Problem requirements:
Filter the records for lines holding the string "smiling".

Input data START

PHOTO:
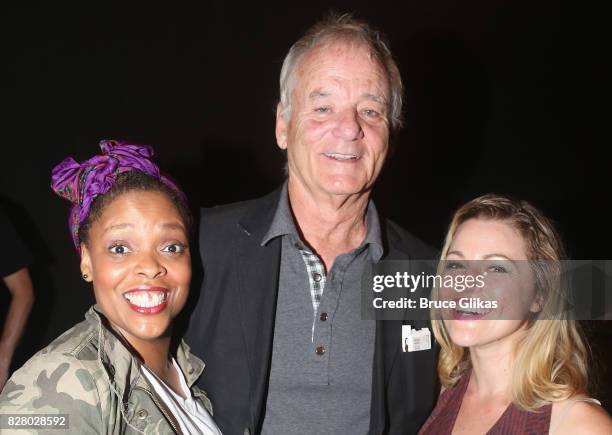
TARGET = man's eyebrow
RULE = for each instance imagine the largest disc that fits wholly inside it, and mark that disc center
(457, 253)
(374, 97)
(318, 93)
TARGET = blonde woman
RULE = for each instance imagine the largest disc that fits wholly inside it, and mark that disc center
(522, 374)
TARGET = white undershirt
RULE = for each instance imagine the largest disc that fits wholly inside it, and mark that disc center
(192, 417)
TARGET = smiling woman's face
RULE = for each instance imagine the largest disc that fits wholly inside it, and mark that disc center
(138, 258)
(497, 251)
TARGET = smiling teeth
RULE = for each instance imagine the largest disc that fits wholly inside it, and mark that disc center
(342, 156)
(146, 299)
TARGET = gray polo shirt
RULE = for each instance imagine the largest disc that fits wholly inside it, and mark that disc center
(322, 358)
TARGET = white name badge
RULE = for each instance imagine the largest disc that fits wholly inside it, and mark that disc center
(415, 339)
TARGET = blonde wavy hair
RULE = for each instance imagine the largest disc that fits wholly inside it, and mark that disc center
(551, 360)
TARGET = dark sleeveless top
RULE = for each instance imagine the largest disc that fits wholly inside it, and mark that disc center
(512, 421)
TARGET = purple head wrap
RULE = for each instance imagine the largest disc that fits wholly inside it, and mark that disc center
(81, 183)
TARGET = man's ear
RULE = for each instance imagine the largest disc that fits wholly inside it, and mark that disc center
(86, 270)
(281, 128)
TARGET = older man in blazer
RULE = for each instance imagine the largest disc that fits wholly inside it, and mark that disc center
(278, 321)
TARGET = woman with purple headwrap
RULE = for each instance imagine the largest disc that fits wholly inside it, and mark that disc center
(114, 372)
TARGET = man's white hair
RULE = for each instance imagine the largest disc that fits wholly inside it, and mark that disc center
(343, 28)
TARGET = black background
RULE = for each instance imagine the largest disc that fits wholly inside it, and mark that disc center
(490, 107)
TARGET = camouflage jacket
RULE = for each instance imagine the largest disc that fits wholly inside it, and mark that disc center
(88, 374)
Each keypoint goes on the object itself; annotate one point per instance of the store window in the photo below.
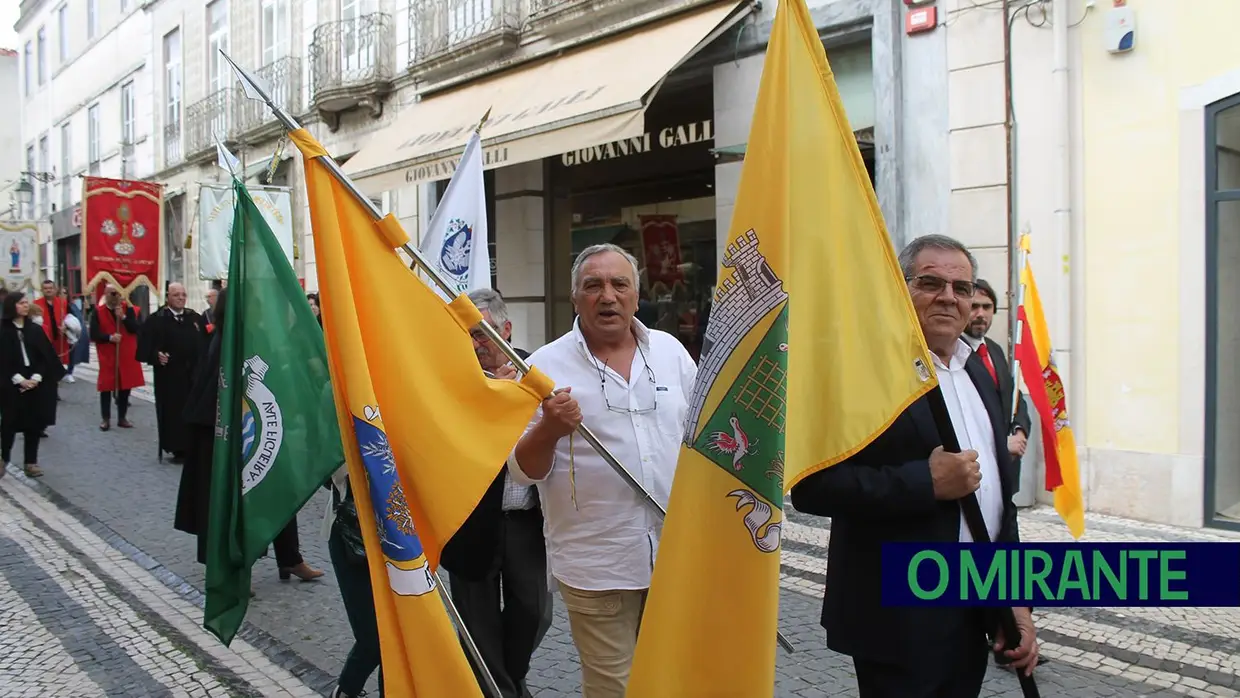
(1223, 324)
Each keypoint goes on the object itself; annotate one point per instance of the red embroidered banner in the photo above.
(661, 244)
(122, 231)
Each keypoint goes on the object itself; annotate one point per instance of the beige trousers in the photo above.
(604, 626)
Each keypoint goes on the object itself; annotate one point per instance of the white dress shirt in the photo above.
(599, 534)
(974, 430)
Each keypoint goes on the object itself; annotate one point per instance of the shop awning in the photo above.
(593, 94)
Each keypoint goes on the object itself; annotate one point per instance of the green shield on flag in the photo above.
(277, 438)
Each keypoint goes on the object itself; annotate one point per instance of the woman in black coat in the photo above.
(192, 497)
(29, 373)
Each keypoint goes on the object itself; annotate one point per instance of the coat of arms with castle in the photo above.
(744, 432)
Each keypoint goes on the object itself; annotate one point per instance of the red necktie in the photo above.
(985, 352)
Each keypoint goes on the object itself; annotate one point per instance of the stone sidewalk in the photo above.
(113, 485)
(78, 618)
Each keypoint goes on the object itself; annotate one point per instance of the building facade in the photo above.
(11, 151)
(1107, 130)
(625, 122)
(86, 86)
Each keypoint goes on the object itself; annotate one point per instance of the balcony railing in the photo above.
(172, 144)
(349, 53)
(284, 79)
(206, 119)
(540, 6)
(443, 26)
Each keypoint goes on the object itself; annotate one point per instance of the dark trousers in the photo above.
(288, 547)
(122, 404)
(509, 613)
(959, 678)
(355, 589)
(29, 441)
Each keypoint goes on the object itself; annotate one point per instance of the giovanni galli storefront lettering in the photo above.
(447, 167)
(649, 141)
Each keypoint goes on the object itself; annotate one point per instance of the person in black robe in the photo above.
(29, 373)
(194, 495)
(172, 341)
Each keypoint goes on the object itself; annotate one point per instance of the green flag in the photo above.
(277, 439)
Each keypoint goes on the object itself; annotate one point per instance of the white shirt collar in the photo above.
(959, 356)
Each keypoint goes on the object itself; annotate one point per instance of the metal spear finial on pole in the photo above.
(482, 120)
(254, 89)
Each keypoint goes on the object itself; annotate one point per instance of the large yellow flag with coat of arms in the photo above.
(812, 350)
(424, 430)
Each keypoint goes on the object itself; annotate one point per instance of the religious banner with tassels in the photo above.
(216, 205)
(122, 234)
(19, 254)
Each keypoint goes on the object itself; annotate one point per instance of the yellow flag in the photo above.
(424, 430)
(812, 350)
(1050, 402)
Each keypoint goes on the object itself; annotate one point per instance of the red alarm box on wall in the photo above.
(919, 20)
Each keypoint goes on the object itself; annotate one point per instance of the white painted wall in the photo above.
(91, 72)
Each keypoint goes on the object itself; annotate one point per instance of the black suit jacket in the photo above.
(1003, 370)
(474, 552)
(884, 494)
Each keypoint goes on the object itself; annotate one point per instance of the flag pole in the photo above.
(1019, 330)
(254, 91)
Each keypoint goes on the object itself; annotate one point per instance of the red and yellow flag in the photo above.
(1049, 398)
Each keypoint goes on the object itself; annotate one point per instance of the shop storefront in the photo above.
(592, 146)
(654, 196)
(67, 241)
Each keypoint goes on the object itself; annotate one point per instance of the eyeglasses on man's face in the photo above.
(931, 284)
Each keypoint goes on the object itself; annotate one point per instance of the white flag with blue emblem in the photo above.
(456, 238)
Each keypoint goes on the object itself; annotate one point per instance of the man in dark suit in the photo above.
(995, 360)
(500, 552)
(904, 487)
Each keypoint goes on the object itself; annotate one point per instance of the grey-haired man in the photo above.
(500, 554)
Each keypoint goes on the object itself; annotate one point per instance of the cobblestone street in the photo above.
(101, 596)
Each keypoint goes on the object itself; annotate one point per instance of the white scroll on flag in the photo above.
(215, 223)
(456, 238)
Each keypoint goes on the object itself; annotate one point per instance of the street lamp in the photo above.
(25, 191)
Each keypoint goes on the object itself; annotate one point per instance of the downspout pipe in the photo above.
(1069, 326)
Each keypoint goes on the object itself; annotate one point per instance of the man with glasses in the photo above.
(631, 387)
(500, 552)
(904, 487)
(980, 320)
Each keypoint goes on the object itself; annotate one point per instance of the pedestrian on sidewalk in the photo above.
(354, 577)
(633, 384)
(27, 397)
(114, 330)
(79, 351)
(37, 318)
(171, 341)
(497, 558)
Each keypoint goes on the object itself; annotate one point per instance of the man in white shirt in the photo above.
(904, 487)
(631, 386)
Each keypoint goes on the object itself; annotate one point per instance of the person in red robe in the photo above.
(114, 329)
(56, 309)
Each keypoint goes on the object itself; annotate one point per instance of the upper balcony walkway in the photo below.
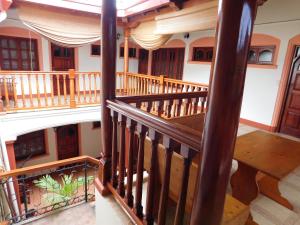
(40, 90)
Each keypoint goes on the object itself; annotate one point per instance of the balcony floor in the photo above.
(77, 215)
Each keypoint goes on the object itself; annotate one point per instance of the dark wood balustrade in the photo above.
(169, 152)
(30, 90)
(169, 105)
(142, 125)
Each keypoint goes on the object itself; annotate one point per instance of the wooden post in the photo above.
(150, 54)
(126, 56)
(72, 88)
(233, 36)
(108, 88)
(161, 84)
(13, 165)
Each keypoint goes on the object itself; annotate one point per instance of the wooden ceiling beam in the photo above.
(176, 4)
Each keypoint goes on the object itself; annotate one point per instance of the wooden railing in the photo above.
(163, 136)
(27, 90)
(27, 199)
(169, 105)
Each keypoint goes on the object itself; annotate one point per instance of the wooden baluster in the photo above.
(15, 92)
(178, 109)
(129, 197)
(30, 90)
(145, 86)
(167, 87)
(72, 88)
(84, 88)
(95, 89)
(52, 89)
(114, 156)
(122, 124)
(149, 106)
(6, 93)
(23, 92)
(176, 87)
(138, 208)
(38, 90)
(203, 101)
(78, 88)
(160, 108)
(58, 89)
(149, 217)
(169, 108)
(196, 102)
(164, 193)
(90, 88)
(189, 106)
(65, 88)
(45, 90)
(187, 88)
(187, 155)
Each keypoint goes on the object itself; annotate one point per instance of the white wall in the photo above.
(89, 144)
(262, 84)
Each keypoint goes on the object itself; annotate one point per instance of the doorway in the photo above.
(63, 59)
(143, 61)
(169, 62)
(290, 122)
(67, 141)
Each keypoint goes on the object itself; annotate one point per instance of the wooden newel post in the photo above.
(233, 36)
(72, 88)
(161, 84)
(126, 56)
(108, 89)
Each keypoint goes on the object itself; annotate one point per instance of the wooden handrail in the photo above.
(176, 132)
(159, 97)
(44, 166)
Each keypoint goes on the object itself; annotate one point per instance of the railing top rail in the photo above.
(44, 166)
(185, 82)
(176, 132)
(158, 97)
(143, 76)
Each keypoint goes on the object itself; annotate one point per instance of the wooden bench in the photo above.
(235, 212)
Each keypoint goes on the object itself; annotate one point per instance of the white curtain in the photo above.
(71, 30)
(144, 36)
(200, 17)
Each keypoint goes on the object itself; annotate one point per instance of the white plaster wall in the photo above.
(89, 143)
(90, 140)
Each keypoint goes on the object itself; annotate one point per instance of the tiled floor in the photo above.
(264, 210)
(83, 214)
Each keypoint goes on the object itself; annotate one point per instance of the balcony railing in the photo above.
(27, 90)
(33, 191)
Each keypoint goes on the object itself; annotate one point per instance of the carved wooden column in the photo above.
(126, 50)
(126, 56)
(233, 36)
(108, 86)
(150, 54)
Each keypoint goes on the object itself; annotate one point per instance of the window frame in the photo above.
(19, 53)
(258, 50)
(95, 45)
(33, 136)
(122, 51)
(205, 50)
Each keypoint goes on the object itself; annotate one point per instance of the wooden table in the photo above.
(262, 152)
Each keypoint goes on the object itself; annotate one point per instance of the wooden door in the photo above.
(143, 61)
(67, 141)
(290, 123)
(169, 62)
(62, 60)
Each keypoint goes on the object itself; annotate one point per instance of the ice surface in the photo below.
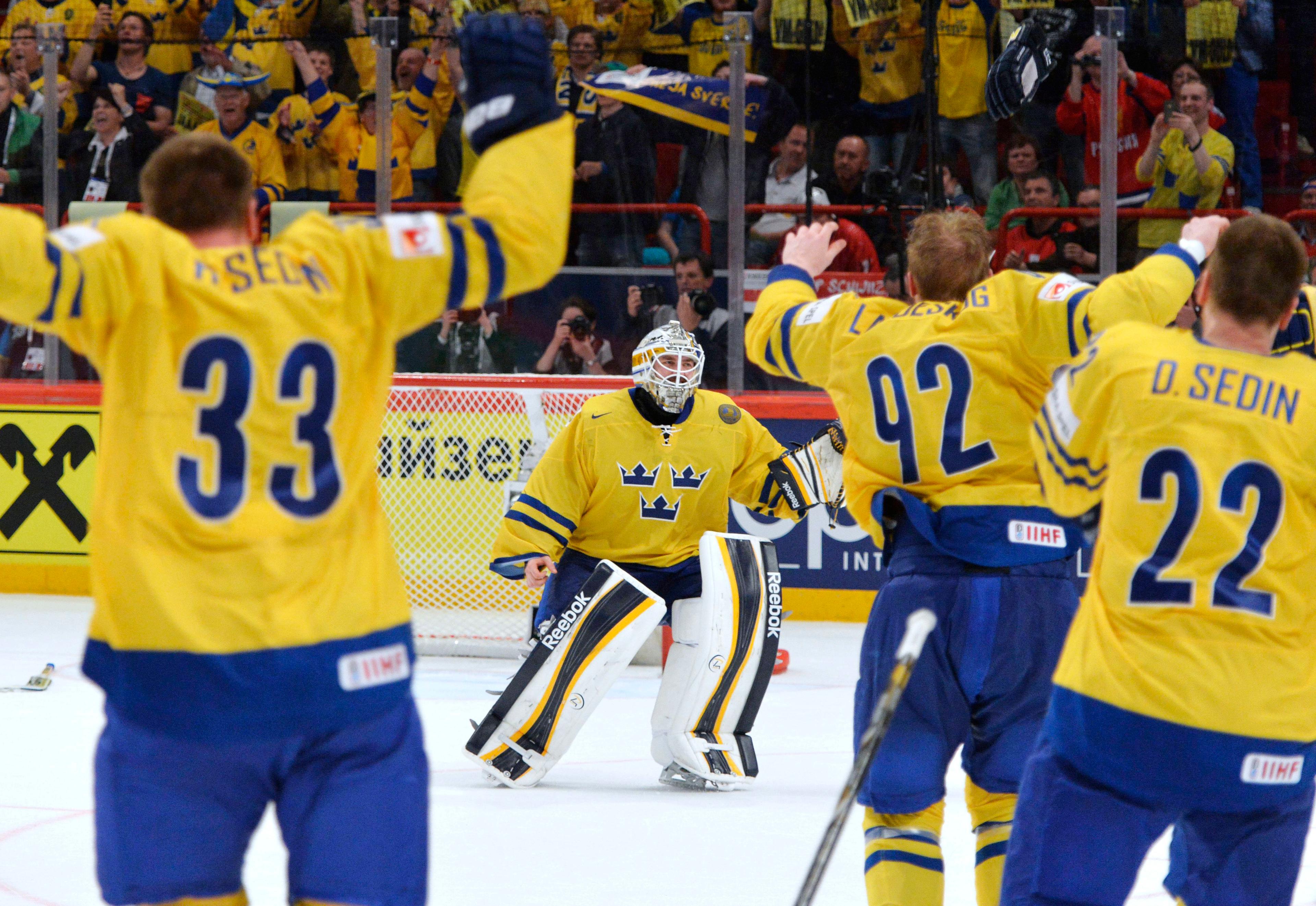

Input data END

Solution below:
TARGET = smiling woman's face
TARGET = smiling teeth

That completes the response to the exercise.